▸ **Set problem**
From the broadcast transcript below, name every person who speaks inside a video clip.

And later, turning the page. Former "House & Garden" editor Dominique Browning on how she lost her balance after her magazine was suddenly shut down.

(COMMERCIAL BREAK)

KURTZ: You watch them on Sunday mornings, here and on the other networks, the politicians armed with their talking points that don't always reflect the truth, the whole truth, and nothing but the truth. There's been a lot of chatter lately about whether the programs should fact-check their guests after the interviews, an idea that began with NYU journalism professor Jay Rosen.

Jake Tapper, the interim host of ABC's "This Week," has arranged for the Web site PolitiFact to check up on his program and talked about it with Stephen Colbert.

(BEGIN VIDEO CLIP)

JAKE TAPPER, ABC: The truth of the matter is that when do you a show, as you know, you don't have research in front of you, and fact- checking can be a little bit more complicated. Senators don't --

STEPHEN COLBERT, "THE COLBERT REPORT": Listen, I don't care about facts. I gut-check my show. I say -- I say, gut --

(APPLAUSE)

COLBERT: I say, gut, does that feel true to you? And gut says, yes, it does, Stephen. Let's get a grilled cheese sandwich.

(END VIDEO CLIP)

KURTZ: I think this is a terrific idea, the actual fact- checking, not the part about Colbert's gut. And today we're stepping up to fact-check all five Sunday programs. Were the politicians saying things that were true, partially true, or just plain not true?

The Democrats' financial regulation bill has been the hot issue this past week. And on NBC's "Meet the Press," David Gregory sat down with Treasury Secretary Tim Geithner.

(BEGIN VIDEO CLIP)

DAVID GREGORY, HOST, "MEET THE PRESS": There are some on Wall Street who have worked with this administration, then some who are critical who say the view from you, from the president, and others in the administration, largely driven by politics, is it's open season on the banks, it's beat up on the banks time.

Is that the smart thing to do politically or for the economy?

TIMOTHY GEITHNER, TREASURY SECRETARY: There's no politics in this. This is not a partisan thing. This is a basic proposition.

GREGORY: It's not good politics to beat up on the banks?

GEITHNER: I don't know if it's good politics or not.

(END VIDEO CLIP)

KURTZ: That's partially true. The administration is undoubtedly doing what it thinks is right with this legislation, but of course there is politics involved. President Obama has repeatedly criticized huge Wall Street bonuses and blamed the big investment banks for resisting reform. And everyone knows they are fat targets because of public anger over the last banking bailout.

(BEGIN VIDEO CLIP)

▸ **Record set**
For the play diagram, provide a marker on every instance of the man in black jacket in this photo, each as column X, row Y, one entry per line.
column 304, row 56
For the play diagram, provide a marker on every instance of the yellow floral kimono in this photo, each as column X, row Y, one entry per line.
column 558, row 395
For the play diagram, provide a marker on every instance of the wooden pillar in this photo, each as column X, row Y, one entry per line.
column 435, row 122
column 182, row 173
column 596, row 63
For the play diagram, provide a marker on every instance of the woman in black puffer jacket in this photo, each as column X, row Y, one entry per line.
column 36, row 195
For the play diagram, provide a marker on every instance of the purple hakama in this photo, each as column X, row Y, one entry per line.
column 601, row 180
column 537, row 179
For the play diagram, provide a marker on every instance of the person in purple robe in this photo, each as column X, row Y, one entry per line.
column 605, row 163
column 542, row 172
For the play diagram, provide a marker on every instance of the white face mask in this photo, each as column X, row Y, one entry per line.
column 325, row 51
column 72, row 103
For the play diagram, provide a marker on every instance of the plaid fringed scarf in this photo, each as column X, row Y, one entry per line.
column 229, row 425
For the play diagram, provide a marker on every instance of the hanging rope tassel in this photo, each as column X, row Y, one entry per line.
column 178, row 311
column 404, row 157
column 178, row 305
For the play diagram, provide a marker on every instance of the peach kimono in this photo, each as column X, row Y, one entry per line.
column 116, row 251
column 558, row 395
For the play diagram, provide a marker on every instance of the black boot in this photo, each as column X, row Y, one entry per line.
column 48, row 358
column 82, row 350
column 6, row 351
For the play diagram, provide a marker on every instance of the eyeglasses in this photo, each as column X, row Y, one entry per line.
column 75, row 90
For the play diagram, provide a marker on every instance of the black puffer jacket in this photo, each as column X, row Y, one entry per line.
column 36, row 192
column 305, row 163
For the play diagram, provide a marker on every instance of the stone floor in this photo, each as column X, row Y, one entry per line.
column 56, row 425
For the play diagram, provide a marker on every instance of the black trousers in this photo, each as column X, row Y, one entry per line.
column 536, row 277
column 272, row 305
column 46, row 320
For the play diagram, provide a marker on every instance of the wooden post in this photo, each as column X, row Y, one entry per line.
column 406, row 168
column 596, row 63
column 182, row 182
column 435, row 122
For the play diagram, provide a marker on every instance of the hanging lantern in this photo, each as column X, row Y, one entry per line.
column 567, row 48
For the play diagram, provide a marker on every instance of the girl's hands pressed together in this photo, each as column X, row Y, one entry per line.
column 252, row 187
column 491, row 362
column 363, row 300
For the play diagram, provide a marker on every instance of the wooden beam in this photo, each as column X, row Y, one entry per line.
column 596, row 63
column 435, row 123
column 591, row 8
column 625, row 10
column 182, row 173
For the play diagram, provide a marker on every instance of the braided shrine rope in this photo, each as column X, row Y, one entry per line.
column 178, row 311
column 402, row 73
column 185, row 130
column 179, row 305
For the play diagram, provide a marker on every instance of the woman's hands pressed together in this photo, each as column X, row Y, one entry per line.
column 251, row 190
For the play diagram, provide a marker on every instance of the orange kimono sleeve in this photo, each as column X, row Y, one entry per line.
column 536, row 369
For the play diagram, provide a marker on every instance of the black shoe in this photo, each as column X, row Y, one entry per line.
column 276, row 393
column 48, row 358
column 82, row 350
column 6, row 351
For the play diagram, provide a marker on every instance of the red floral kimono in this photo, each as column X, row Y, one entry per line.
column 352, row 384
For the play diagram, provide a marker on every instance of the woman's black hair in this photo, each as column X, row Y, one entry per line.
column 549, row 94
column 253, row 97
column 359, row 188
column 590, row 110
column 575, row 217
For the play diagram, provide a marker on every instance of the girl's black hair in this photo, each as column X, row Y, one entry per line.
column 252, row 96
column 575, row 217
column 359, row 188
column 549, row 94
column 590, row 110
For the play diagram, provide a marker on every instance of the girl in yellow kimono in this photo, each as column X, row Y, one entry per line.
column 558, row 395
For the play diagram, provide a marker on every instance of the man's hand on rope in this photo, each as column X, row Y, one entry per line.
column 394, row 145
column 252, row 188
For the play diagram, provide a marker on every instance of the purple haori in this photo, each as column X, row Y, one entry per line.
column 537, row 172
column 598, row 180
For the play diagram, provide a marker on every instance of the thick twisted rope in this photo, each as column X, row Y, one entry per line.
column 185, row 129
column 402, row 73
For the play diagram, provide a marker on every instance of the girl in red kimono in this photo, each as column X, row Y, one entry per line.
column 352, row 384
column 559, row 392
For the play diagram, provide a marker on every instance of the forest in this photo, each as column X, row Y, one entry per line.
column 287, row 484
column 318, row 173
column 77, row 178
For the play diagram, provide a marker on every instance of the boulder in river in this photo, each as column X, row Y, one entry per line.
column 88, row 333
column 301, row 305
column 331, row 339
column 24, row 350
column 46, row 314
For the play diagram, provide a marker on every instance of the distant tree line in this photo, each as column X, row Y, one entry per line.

▸ **Response**
Jake Tapper, Stephen Colbert, David Gregory, Timothy Geithner